_Written request_
Transcribe the records below exactly as they appear, omitting any pictures.

(Position identification records)
------------------------------------
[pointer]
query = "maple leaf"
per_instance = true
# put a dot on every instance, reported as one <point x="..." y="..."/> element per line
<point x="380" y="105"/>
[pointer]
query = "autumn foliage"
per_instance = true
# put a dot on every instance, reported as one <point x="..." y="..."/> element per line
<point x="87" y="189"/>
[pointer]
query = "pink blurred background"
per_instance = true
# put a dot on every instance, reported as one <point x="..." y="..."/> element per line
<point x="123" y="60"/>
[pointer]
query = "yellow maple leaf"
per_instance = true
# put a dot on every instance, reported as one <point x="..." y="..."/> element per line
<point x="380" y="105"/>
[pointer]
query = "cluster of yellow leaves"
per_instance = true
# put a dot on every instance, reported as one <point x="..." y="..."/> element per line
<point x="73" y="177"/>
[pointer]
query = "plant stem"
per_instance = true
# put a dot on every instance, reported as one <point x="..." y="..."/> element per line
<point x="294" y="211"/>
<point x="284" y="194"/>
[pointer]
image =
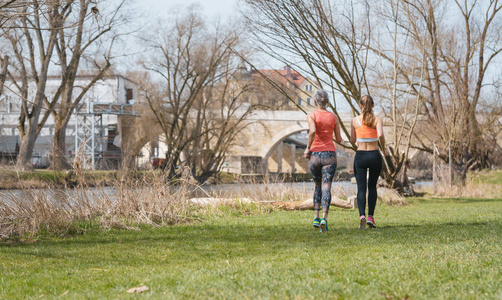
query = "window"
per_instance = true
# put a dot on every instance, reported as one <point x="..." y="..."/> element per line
<point x="129" y="95"/>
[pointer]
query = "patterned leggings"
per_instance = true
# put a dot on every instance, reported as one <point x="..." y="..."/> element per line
<point x="322" y="165"/>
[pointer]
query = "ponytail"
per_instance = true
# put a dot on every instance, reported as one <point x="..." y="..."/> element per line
<point x="367" y="105"/>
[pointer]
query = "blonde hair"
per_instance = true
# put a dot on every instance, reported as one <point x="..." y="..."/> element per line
<point x="368" y="116"/>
------------------------------------
_Result of this task_
[pointer]
query = "maple leaf"
per_instance = true
# put a dot on every instance, reported as one <point x="..." y="..."/> element per line
<point x="380" y="105"/>
[pointer]
query = "autumn foliage"
per_instance = true
# put a dot on every instance, reported as one <point x="..." y="..."/> element per line
<point x="87" y="189"/>
[pointer]
query = "pink blurred background"
per_instance = true
# put a dot on every instance, reported as one <point x="..." y="..."/> element per line
<point x="123" y="60"/>
[pointer]
query = "yellow maple leaf"
per_instance = true
# put a dot on every instance, reported as one <point x="..." y="..."/> element per line
<point x="380" y="105"/>
[pointer]
query = "cluster of yellow leaves"
per_instance = true
# put a dot on every instance, reported as one <point x="..." y="..."/> element per line
<point x="73" y="177"/>
[pointer]
query = "plant stem"
per_instance = true
# put a dot on every instance, reported as one <point x="..." y="..."/> element per line
<point x="294" y="211"/>
<point x="284" y="194"/>
[pointer]
image =
query = "window"
per_instance = true
# put a dot on every instance, reported as one <point x="..." y="..."/> element per line
<point x="129" y="95"/>
[pointer]
query = "patterned leggings"
per_instance = true
# put a dot on every instance, reported as one <point x="..." y="..."/> element per line
<point x="322" y="165"/>
[pointer]
query = "ponytail"
per_instance = true
# put a dot on every instance, reported as one <point x="..." y="..."/> element per line
<point x="367" y="105"/>
[pointer]
query = "blonde hair"
per_instance = true
# put a dot on every instance, reported as one <point x="..." y="..."/> element per line
<point x="368" y="116"/>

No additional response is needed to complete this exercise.